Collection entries

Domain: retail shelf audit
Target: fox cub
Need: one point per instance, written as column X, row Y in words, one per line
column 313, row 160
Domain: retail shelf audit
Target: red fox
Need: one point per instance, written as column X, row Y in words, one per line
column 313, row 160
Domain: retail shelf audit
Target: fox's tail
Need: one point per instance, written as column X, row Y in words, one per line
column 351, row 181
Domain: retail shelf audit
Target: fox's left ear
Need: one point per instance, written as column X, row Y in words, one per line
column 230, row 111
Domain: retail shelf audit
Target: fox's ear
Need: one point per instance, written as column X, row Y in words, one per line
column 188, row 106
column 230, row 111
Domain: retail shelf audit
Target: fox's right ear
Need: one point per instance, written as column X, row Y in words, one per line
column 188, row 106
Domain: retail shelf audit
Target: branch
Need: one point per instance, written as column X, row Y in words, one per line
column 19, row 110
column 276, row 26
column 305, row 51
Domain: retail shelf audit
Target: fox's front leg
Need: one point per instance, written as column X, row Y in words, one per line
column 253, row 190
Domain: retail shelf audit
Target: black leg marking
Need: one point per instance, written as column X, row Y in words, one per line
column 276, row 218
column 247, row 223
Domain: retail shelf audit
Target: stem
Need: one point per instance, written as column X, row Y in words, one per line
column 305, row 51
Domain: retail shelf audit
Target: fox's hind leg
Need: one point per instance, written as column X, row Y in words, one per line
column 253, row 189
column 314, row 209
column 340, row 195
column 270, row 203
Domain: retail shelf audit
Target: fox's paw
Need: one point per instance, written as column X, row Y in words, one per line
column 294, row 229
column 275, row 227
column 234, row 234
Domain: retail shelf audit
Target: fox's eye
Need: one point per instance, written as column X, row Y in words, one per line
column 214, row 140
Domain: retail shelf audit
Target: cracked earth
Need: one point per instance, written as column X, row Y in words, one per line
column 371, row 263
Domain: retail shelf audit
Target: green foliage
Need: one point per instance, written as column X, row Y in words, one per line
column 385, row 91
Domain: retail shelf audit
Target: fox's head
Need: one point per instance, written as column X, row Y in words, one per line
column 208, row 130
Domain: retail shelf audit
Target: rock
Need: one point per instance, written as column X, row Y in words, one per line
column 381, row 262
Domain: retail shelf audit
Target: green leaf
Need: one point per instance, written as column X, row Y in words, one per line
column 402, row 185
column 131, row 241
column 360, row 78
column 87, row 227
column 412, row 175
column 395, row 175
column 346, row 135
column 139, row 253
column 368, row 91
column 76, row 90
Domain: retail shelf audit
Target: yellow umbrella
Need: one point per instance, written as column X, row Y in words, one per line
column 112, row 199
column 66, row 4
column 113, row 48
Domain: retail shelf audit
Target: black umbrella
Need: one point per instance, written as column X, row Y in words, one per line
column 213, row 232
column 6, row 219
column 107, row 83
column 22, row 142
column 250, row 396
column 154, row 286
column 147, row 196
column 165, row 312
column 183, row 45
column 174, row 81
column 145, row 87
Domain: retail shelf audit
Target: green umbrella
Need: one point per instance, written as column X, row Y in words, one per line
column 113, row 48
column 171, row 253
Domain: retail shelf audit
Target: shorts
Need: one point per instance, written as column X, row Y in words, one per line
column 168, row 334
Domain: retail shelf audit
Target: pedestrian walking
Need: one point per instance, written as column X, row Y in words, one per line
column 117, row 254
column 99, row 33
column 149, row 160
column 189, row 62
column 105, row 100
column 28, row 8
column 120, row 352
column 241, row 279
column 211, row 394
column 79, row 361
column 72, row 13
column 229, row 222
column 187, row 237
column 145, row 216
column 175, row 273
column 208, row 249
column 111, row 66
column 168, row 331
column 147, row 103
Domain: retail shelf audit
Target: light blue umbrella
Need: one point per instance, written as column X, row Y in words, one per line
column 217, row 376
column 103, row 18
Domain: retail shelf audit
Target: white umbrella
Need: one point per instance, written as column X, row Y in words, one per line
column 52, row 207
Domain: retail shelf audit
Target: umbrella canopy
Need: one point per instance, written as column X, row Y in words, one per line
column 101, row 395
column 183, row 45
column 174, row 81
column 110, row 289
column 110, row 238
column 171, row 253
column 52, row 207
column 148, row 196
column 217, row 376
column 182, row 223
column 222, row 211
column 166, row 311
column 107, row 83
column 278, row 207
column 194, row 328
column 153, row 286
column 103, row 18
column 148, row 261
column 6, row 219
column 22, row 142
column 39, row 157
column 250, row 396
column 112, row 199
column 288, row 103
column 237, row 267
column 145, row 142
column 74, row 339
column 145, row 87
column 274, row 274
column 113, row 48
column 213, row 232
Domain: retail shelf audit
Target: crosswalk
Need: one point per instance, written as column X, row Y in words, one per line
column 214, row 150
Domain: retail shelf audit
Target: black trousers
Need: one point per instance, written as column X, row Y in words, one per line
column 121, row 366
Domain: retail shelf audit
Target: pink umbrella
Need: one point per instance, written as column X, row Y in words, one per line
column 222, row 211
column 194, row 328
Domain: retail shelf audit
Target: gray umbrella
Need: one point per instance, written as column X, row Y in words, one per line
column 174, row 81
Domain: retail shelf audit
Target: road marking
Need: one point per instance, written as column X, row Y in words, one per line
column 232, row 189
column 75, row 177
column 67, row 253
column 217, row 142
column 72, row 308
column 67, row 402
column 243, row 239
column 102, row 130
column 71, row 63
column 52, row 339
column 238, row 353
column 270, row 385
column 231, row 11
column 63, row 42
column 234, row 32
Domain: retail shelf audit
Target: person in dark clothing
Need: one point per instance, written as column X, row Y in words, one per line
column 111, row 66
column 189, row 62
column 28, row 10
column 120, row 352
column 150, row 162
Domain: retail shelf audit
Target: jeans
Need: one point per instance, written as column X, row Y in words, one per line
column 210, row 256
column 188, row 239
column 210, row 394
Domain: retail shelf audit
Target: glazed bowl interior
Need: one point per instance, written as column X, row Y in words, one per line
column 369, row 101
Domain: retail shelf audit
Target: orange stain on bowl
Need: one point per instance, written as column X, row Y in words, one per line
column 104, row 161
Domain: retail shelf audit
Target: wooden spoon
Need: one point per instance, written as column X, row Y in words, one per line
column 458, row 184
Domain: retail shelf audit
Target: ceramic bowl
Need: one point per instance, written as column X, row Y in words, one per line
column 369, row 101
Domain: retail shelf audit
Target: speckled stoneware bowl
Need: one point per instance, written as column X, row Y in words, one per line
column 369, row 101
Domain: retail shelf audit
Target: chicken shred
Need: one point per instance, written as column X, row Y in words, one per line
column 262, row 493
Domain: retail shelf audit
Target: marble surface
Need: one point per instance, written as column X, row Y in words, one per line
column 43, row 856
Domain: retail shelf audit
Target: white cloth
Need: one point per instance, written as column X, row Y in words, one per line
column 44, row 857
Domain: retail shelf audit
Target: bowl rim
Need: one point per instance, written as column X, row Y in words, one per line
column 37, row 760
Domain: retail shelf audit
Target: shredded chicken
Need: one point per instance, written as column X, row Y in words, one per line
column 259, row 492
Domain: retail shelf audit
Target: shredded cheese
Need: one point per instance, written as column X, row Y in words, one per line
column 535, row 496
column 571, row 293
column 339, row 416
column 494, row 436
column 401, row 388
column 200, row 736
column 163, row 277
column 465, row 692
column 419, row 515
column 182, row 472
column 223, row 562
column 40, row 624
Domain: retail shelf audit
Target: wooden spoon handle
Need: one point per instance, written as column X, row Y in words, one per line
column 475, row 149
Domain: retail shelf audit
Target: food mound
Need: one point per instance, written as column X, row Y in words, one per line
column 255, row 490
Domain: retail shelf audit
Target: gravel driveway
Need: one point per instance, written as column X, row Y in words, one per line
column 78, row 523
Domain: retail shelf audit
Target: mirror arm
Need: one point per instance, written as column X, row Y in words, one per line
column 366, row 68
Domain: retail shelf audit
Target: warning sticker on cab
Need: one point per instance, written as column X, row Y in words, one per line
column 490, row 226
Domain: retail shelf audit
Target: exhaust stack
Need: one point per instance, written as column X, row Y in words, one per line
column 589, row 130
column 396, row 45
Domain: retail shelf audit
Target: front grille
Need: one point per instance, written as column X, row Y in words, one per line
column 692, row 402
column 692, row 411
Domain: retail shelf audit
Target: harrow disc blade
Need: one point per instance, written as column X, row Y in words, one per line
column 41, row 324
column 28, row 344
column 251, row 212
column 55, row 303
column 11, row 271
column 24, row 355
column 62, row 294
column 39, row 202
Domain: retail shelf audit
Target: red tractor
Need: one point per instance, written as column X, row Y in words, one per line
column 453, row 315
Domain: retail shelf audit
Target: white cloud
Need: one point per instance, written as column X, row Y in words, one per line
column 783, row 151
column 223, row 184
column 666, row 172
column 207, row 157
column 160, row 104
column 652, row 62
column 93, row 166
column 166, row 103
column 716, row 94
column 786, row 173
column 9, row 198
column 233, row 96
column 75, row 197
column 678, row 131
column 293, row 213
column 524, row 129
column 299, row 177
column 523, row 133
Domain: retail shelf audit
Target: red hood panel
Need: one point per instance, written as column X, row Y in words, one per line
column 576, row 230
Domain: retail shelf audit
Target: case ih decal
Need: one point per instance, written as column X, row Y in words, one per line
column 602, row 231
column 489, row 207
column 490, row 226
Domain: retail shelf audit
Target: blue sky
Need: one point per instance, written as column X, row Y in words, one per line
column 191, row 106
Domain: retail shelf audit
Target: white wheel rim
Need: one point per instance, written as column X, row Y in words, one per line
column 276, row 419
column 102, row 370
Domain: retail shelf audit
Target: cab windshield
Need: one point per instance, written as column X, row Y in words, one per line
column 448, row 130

### Exercise task
Rewrite the rows from the start through the line containing "column 351, row 181", swapping every "retail shelf audit" for "wildlife survey" and leaving everything else the same.

### Output for this exercise
Domain: wildlife survey
Target: fox cub
Need: one point per instance, written as column X, row Y in words, one per line
column 313, row 160
Domain: wildlife survey
Target: red fox
Need: one point per instance, written as column X, row Y in words, one per line
column 313, row 160
Domain: wildlife survey
Target: fox's tail
Need: one point per instance, written as column X, row Y in words, one per line
column 351, row 181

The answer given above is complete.